SELECTED EXCERPT –
In some examples of the first aspect, one or more of the following may be true: the input waveguide and the photodiode material of the photodiode component do not overlap; the input waveguide is not optically coupled to the photodiode material of the photodiode component; and the input waveguide does not input light to the photodiode material of the photodiode component.

In some examples of the first aspect, the photodiode material has a higher index of refraction than the optical coupling waveguide.

In some examples of the first aspect, one or more of the following may apply: the input waveguide is tapered, narrowing along a longitudinal axis, and along the optical coupling waveguide; and the input waveguide has an effective index of refraction that decreases along the longitudinal axis, and along the optical coupling waveguide.

In some examples of the first aspect, one or more of the following may apply: the optical coupling waveguide is tapered, narrowing along a longitudinal axis, and along the photodiode material; and the optical coupling waveguide has an effective index of refraction that decreases along the longitudinal axis, and along the photodiode material.

RECORD LIST –
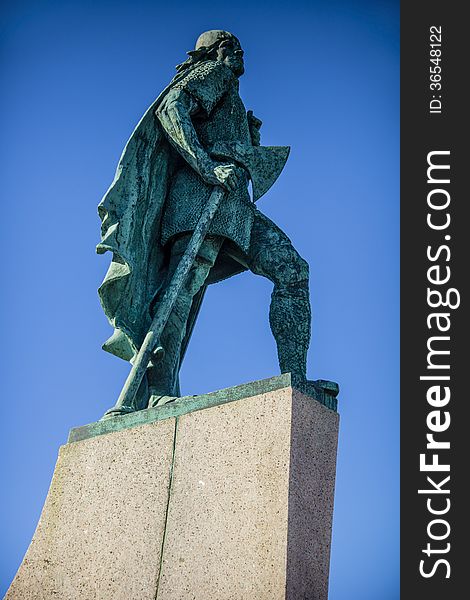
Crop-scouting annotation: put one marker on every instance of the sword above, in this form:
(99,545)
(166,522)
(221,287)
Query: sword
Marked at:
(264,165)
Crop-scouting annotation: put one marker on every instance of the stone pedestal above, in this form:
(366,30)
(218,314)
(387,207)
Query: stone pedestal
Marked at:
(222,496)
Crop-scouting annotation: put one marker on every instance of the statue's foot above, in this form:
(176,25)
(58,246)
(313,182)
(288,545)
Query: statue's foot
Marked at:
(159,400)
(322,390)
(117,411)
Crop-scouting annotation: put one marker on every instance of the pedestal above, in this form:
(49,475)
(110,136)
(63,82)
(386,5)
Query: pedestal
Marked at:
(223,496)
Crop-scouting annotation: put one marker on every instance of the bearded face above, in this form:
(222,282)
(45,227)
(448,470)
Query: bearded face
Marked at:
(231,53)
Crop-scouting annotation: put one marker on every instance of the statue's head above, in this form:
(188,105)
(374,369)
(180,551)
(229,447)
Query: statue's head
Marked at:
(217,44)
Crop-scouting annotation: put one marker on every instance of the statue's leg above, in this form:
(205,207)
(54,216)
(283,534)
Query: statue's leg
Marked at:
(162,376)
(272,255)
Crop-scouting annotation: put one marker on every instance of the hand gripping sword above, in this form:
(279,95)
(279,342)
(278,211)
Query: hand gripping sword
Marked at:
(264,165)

GOALS –
A. Answer the following about the photodiode excerpt above, marking each answer (i), (ii) or (iii) to match its question.
(i) Which has the higher index of refraction, the photodiode material or the optical coupling waveguide?
(ii) Along what does the input waveguide narrow when it is tapered?
(iii) How does the effective index of refraction of the optical coupling waveguide change along the longitudinal axis?
B. Set down the part of the photodiode excerpt above from the words "In some examples of the first aspect, the" up to and including the words "the photodiode material.", without any change.

TASK-BY-TASK SOLUTIONS –
A.
(i) The photodiode material.
(ii) Along a longitudinal axis, and along the optical coupling waveguide.
(iii) It decreases.

B.
In some examples of the first aspect, the photodiode material has a higher index of refraction than the optical coupling waveguide.

In some examples of the first aspect, one or more of the following may apply: the input waveguide is tapered, narrowing along a longitudinal axis, and along the optical coupling waveguide; and the input waveguide has an effective index of refraction that decreases along the longitudinal axis, and along the optical coupling waveguide.

In some examples of the first aspect, one or more of the following may apply: the optical coupling waveguide is tapered, narrowing along a longitudinal axis, and along the photodiode material; and the optical coupling waveguide has an effective index of refraction that decreases along the longitudinal axis, and along the photodiode material.